§ **Problem requirements**: The records are to be restated in their entirety, word for word.

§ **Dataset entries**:
•••

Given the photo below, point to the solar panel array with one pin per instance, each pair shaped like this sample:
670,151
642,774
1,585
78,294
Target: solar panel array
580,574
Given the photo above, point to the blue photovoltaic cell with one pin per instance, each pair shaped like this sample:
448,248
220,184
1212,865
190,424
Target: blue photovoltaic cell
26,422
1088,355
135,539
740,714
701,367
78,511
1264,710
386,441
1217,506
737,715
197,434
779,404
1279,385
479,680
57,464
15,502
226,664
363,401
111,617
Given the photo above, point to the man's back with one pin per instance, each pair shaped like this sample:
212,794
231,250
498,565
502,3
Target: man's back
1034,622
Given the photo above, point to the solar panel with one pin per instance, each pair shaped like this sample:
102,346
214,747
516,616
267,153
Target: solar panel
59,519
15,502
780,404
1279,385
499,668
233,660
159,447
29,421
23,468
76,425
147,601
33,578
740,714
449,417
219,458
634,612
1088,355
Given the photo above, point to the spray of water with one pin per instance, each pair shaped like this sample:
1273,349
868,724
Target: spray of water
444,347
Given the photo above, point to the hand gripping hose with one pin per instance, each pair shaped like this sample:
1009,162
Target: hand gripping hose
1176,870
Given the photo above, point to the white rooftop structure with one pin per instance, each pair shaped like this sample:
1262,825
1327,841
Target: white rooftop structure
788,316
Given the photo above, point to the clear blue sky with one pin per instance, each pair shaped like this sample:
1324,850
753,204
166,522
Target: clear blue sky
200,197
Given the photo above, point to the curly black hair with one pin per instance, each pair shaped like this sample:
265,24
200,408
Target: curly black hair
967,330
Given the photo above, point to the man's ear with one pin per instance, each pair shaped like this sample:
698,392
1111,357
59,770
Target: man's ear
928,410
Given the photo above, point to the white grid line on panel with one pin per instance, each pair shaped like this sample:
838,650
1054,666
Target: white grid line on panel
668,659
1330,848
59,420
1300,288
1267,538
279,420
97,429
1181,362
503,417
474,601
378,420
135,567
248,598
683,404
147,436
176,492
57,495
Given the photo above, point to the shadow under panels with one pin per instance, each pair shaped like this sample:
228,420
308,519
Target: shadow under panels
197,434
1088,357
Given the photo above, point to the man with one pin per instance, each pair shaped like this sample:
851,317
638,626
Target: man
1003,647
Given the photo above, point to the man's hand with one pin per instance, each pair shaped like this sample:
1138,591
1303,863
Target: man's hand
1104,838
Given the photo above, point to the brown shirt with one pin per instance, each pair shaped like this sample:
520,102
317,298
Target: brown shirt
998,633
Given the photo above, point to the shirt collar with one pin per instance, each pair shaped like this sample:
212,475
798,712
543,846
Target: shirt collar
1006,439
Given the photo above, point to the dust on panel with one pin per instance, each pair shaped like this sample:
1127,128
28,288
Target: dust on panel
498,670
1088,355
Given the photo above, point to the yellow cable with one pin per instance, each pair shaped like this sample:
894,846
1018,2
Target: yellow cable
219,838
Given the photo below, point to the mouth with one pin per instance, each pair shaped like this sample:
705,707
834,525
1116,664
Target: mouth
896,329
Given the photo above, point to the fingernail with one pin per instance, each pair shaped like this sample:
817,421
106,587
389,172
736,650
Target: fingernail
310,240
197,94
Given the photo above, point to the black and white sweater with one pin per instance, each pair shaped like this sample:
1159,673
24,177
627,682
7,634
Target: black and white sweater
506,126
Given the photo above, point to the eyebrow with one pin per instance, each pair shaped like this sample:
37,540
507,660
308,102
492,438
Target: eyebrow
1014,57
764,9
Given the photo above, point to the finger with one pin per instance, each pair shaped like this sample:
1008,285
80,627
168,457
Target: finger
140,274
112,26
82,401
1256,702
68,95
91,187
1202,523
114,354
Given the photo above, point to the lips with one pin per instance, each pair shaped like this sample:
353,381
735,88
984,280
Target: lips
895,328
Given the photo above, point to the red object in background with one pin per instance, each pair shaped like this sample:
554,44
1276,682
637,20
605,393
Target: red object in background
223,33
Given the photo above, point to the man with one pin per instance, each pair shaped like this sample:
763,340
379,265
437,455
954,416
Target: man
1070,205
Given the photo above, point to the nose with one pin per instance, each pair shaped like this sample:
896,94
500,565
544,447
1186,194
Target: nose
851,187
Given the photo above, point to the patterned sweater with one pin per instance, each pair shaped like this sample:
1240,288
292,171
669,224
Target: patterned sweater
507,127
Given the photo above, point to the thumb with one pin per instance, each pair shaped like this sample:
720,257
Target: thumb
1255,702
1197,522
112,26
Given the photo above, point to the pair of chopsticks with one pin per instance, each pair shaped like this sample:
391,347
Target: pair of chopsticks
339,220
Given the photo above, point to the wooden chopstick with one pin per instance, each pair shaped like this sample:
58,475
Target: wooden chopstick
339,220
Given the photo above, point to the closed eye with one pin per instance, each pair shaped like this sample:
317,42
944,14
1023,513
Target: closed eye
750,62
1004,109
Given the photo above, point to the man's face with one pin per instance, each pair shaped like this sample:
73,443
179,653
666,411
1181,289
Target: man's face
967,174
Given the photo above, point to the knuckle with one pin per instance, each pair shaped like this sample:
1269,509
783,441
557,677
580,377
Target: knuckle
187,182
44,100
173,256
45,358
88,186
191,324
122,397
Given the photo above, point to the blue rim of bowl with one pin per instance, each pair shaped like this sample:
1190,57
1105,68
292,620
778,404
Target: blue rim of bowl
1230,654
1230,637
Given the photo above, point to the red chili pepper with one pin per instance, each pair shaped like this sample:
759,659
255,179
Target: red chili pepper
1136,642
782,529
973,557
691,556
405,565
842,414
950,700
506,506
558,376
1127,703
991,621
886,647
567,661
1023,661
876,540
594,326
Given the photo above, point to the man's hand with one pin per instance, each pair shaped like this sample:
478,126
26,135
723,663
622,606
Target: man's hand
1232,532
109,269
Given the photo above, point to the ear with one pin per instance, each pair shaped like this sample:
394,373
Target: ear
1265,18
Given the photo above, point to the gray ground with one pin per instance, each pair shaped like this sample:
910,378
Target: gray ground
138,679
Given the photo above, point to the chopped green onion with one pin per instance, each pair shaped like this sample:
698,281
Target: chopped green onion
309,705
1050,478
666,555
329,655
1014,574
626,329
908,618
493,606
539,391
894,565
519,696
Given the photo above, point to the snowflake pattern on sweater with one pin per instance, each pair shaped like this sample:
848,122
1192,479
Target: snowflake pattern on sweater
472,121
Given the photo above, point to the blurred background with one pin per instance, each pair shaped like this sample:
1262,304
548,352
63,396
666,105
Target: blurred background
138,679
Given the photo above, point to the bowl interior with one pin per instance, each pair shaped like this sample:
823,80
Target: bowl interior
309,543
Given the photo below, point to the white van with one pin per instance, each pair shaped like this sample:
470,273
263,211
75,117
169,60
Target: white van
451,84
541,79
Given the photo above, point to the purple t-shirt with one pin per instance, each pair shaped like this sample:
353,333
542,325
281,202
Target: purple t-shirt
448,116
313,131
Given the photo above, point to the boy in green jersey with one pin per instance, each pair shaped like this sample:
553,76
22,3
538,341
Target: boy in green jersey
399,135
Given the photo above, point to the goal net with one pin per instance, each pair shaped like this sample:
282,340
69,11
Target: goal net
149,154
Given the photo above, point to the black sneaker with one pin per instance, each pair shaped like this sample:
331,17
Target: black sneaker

•••

§ **Exercise output**:
Given the photo below, point to the solar panel array with one pin per instance, each pair shaped like this sample:
670,151
642,774
1,585
78,294
Target: solar panel array
580,574
Given the photo above, point to the blue photovoltaic cell with one pin per instance, each pair shaped like this sample:
448,248
220,184
1212,865
190,424
Target: blue photovoltaic cell
26,422
1088,355
135,539
740,714
701,367
78,511
1264,710
386,441
1217,506
737,715
197,434
779,404
1279,385
479,680
57,464
15,502
226,664
363,401
111,617
Given the photo above, point to the man's back with one pin per instance, each pair shaped like this sample:
212,794
231,250
498,565
502,3
Target: man's back
1034,622
Given the photo above, point to the solar panel with one pin per instance, each pair shaped like this sample:
102,346
214,747
516,616
267,153
Target: solar panel
59,519
15,502
780,404
1279,385
499,668
233,660
159,447
29,421
23,468
76,425
147,601
33,578
740,714
449,417
219,458
634,612
1088,355
Given the photo above, point to the spray of water with one pin per instance, each pair shaped like this sample:
1273,349
868,724
Target: spray of water
444,347
Given the photo above, point to the hand gripping hose with one pin per instance, each pair shaped like this sample:
1009,162
Target: hand gripping hose
1176,870
Given the photo above, point to the white rooftop structure with one pin per instance, each pair shaped like this sample:
1262,825
1327,841
Target: white rooftop structure
788,316
Given the photo above, point to the clear blue sky with one pin per instance, each pair shaped like this sample:
1324,850
753,204
166,522
Target: clear blue sky
200,197
Given the photo above, point to the curly black hair with one pin per instance, each pair shaped like this sample:
265,24
200,408
Target: curly black hair
967,330
Given the photo above, point to the man's ear with one pin per instance, each pair shaped like this sample:
698,392
1111,357
59,770
Target: man's ear
928,410
Given the photo above, point to the white grid line on panel with one pin per instance, each pair shaped like this sample:
838,650
1054,666
Target: white grid line on panel
668,659
1330,848
59,420
1300,288
1267,538
279,420
97,429
1181,362
503,417
474,601
378,420
135,567
248,598
683,404
147,436
176,492
57,495
Given the photo above, point to the shadow under panels with one pin per instance, each pair shaped like this sample:
228,420
308,519
Target: shadow under panels
197,434
1088,357
Given the photo above, point to the man with one pin per instance, each pair shaped like this sample:
851,317
638,626
Target: man
1003,647
Given the photo above, point to the man's hand with one pin per instance, each pair shaped like this sample:
1138,591
1303,863
Target: man's hand
1104,838
Given the photo above, point to the brown shirt with one pin per instance, each pair shaped like this sample:
520,102
317,298
Target: brown shirt
998,633
Given the photo above, point to the shirt collar with one pin per instance, each pair shaped like this sample:
212,475
798,712
543,846
Target: shirt collar
1006,439
Given the photo above, point to the dust on panel with one pin per instance, each pair shaped like this sample:
1127,128
28,288
Target: dust on panel
498,670
1088,355
Given the photo above, point to the yellow cable with one pin per instance, each pair shaped like this sample:
894,846
1018,2
Target: yellow cable
219,838
Given the photo below, point to the mouth with one pin per instance, each pair shaped like this sample:
705,707
834,525
1116,664
Target: mouth
896,329
Given the photo above, point to the fingernail with one pin per instance, each pair shaped like this sample:
817,421
106,587
389,172
736,650
Target: fingernail
310,240
197,94
Given the photo above, point to the black and white sweater with one pin per instance, each pair shaped like this sample:
1159,673
24,177
627,682
7,634
Target: black and white sweater
506,126
Given the photo above, point to the eyebrow with one pin per instance, each pair shaped like this sample:
37,540
507,660
308,102
492,438
Target: eyebrow
1014,57
764,9
Given the photo above, point to the finger with one pin per instance, each pair shaped like this sample:
1008,285
80,627
168,457
Target: finger
140,274
112,26
82,401
1256,702
68,95
91,187
1202,523
114,354
Given the photo above, point to the lips with one pin per instance, each pair shaped like this sample:
353,381
735,88
984,280
Target: lips
895,328
Given the photo above, point to the red object in background with one pin per instance, each pair shaped like this sample:
554,44
1276,682
637,20
605,393
Target: red object in background
223,33
Given the photo above, point to the man with one pin per instance, each pair shaped like this sample:
763,340
379,265
437,455
954,416
Target: man
1070,205
Given the photo above, point to the nose with one pin per instance, each pair shaped like this sample:
896,94
500,565
544,447
1186,194
Target: nose
851,187
Given the photo above, point to the patterned sweater with one pin per instance, each pair shaped like this sample:
1240,288
292,171
669,224
Target: patterned sweater
507,127
Given the photo above, point to the thumb with one pin per instance, each pair shaped like this sample:
720,257
Target: thumb
1255,702
1197,522
112,26
Given the photo above, point to the pair of chopsticks with one pin per instance, each pair shaped like this sample:
391,347
Target: pair of chopsticks
339,220
Given the photo above, point to the wooden chopstick with one pin per instance, each pair shaped like this sample:
58,475
Target: wooden chopstick
339,220
Given the photo above, point to the closed eye with one pin per instance, each pair shaped like this sample:
317,42
944,14
1023,513
Target: closed eye
750,62
1004,109
Given the photo above, point to the man's face with one pin per instance, each pair shaped like this sample:
73,443
179,653
666,411
1181,289
Target: man's face
967,174
Given the photo above, point to the knuckle with one pin per instance, each pair shaped like this sample:
1269,509
783,441
557,677
580,377
Target: knuckle
187,182
44,100
173,256
45,358
88,186
191,324
122,397
Given the photo above, point to the blue rim of bowl with one pin per instance, each pair shaped like this sample:
1190,57
1105,68
292,620
778,404
Target: blue rim of bowl
1230,654
1230,637
Given the photo above, point to the red chili pepper with one pin per instance, each pair shaped like this sample:
759,659
255,179
Target: red chili pepper
1136,642
782,529
973,557
691,556
405,565
842,414
950,700
506,506
558,376
1127,703
991,621
886,647
567,661
1023,661
876,540
594,326
Given the photo above, point to the man's hand with one pin per instance, each pair shaped like this sample:
478,126
26,135
723,663
622,606
Target: man's hand
1232,532
109,269
Given the photo above, point to the ear with one pin per instance, each pair shaped like this sample:
394,373
Target: ear
1265,18
Given the photo above, point to the gray ground with one pin per instance, each pair shaped like this sample:
910,378
Target: gray ground
138,679
Given the photo above, point to the chopped green onion with one pin per instance, each pair shaped like this sample:
698,281
Target: chopped green onion
309,705
1050,478
666,555
329,655
1014,574
626,329
908,618
493,606
539,391
894,565
519,696
Given the photo above, point to the snowflake pattern on sweater with one pin per instance, each pair shaped like this sample:
848,122
1192,479
Target: snowflake pattern on sweater
472,121
Given the photo above, point to the blurred background with one pin per instance, each pair shaped like this sample:
1262,304
548,352
63,396
666,105
Target: blurred background
138,679
Given the photo above, point to the bowl interior with one pin per instance, each pair shaped like this sample:
823,80
Target: bowl interior
309,543
Given the photo below, point to the white van with one pin per instance, each pair shaped like this sample:
470,273
263,211
75,117
169,60
Target: white van
451,84
541,79
Given the photo above, point to the purple t-shirt with one pin per instance, each pair shaped like this sample:
353,333
542,325
281,202
Target: purple t-shirt
448,116
313,131
Given the photo above, point to the boy in green jersey with one pin per instance, each pair shaped like this sample:
553,76
22,3
538,341
Target: boy in green jersey
399,135
Given the photo above, point to the goal net with one pin per instance, each pair shaped like this sample:
282,340
69,11
Target: goal net
149,154
Given the photo above, point to the black sneaker with one pin per instance, each pair shaped like this sample:
331,17
Target: black sneaker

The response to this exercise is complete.